## WORK INSTRUCTION
Print the lines below exactly, beginning with the one that contains "metal pole in the photo above." and stopping after the last line.

## SOURCE MATERIAL
####
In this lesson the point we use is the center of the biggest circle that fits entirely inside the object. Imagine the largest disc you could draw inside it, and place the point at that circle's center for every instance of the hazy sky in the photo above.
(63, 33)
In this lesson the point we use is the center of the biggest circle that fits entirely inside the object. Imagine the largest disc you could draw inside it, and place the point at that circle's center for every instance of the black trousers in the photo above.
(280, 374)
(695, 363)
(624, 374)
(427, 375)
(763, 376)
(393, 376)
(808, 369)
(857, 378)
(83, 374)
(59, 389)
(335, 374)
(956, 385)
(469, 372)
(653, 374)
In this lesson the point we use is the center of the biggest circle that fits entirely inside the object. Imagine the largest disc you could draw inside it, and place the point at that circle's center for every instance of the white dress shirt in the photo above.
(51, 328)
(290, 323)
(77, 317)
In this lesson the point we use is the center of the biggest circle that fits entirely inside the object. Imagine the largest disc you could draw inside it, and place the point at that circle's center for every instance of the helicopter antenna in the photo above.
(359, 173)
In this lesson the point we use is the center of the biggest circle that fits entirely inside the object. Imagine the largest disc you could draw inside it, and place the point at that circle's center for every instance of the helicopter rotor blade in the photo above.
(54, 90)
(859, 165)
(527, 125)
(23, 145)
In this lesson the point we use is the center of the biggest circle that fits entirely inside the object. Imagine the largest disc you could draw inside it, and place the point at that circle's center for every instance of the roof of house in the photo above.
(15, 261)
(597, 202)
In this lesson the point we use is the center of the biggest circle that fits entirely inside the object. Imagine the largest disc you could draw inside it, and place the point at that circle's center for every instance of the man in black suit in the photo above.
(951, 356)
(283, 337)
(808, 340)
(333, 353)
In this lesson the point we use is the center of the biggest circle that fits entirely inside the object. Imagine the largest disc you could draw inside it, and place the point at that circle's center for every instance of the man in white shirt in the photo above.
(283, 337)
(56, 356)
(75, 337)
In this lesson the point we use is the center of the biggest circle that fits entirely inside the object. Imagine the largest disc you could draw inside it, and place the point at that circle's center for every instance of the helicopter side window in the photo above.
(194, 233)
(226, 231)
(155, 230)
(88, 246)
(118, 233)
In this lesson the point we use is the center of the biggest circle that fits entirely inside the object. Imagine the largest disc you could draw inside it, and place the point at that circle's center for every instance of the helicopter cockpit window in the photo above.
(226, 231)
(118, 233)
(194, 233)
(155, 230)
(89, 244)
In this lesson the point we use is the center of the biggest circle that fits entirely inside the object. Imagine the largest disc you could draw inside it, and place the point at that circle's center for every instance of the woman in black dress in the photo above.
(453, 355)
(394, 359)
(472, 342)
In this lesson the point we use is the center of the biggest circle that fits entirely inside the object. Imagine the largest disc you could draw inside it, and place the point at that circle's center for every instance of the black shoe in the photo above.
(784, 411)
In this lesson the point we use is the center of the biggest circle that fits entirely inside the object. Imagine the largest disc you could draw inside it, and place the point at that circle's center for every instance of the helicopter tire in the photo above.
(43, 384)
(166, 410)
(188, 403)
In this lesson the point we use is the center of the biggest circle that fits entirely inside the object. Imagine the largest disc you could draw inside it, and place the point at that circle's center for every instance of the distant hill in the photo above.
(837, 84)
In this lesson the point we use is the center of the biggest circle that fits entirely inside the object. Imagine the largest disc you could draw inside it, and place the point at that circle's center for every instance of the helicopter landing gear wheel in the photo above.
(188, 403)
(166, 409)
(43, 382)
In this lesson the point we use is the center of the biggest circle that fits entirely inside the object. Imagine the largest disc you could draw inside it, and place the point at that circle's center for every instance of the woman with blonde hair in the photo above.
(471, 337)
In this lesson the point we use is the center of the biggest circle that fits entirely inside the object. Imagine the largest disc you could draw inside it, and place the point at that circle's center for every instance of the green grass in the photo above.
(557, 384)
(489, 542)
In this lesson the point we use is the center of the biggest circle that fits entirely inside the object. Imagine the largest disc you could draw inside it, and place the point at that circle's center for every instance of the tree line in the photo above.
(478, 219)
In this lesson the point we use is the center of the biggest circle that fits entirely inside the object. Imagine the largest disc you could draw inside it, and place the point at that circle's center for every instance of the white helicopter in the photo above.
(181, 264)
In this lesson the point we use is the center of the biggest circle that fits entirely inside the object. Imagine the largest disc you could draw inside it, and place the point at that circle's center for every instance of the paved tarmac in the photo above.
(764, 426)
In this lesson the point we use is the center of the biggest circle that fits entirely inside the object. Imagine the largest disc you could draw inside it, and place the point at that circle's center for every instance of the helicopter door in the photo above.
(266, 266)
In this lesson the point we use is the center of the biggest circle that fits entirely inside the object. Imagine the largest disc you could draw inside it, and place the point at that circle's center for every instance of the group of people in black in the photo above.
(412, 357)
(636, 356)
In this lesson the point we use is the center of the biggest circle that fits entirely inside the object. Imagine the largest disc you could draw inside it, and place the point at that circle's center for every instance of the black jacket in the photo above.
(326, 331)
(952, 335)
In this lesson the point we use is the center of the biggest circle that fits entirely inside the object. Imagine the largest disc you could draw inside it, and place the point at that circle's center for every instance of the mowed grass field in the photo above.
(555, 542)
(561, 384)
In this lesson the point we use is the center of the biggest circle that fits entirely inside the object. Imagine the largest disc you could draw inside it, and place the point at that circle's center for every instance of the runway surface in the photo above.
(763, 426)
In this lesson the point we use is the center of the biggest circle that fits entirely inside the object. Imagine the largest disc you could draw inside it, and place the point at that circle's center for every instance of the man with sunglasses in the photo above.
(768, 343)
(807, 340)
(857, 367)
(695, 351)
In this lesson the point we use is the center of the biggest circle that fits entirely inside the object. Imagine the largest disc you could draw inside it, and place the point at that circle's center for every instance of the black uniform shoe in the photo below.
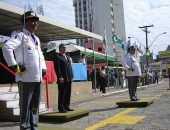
(62, 111)
(69, 109)
(133, 99)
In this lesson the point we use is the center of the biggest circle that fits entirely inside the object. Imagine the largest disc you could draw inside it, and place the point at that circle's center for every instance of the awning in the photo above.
(48, 29)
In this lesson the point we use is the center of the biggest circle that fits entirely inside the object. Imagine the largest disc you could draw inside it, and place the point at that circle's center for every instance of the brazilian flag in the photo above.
(116, 39)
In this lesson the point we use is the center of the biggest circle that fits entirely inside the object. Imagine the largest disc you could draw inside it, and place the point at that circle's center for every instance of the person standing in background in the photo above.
(133, 72)
(82, 59)
(23, 55)
(63, 69)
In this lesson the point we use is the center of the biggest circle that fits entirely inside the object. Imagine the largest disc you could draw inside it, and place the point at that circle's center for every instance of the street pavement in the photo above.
(105, 115)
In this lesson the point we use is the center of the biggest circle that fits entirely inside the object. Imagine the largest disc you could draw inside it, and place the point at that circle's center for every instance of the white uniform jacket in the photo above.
(27, 52)
(130, 61)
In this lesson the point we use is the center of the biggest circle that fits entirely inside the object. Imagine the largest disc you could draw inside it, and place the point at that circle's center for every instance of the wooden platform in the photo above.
(47, 127)
(139, 103)
(55, 116)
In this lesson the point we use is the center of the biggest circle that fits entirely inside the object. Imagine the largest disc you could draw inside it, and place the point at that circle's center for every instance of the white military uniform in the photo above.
(27, 52)
(130, 61)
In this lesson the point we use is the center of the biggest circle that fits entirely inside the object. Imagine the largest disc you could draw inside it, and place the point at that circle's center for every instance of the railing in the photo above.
(45, 78)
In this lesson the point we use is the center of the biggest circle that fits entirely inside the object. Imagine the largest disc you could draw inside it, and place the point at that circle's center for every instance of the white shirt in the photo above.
(82, 60)
(27, 53)
(130, 61)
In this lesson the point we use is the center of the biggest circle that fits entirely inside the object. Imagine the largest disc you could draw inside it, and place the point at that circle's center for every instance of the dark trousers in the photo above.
(29, 99)
(64, 95)
(132, 85)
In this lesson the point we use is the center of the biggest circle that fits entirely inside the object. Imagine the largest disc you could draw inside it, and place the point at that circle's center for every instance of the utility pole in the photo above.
(147, 48)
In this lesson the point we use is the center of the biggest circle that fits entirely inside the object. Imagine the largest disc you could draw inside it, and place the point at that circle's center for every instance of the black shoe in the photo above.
(62, 111)
(69, 109)
(133, 99)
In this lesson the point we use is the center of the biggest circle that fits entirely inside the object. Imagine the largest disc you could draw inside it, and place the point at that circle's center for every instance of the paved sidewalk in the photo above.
(161, 120)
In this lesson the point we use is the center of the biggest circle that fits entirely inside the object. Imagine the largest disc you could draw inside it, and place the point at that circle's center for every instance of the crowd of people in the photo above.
(23, 55)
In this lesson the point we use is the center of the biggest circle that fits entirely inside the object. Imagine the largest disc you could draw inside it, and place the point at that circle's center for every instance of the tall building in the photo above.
(103, 17)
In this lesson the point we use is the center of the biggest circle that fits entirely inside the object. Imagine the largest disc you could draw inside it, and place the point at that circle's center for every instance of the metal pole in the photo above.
(94, 65)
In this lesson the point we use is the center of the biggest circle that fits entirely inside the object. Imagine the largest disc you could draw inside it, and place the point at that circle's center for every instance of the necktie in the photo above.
####
## RESPONSE
In this lesson the point we use is the center of the biggest circle that fits entirely inside the object. Imagine the largest disc you could draw inside it, and place the point at that circle's center for every instance of the metal pole in the photo above.
(94, 65)
In this lesson the point we use is the center of the biggest circle that fits entirely inside the object. Imagine the largest disc you could draw inside it, and place the point at that circle's center for every instance of the necktie in the photo above.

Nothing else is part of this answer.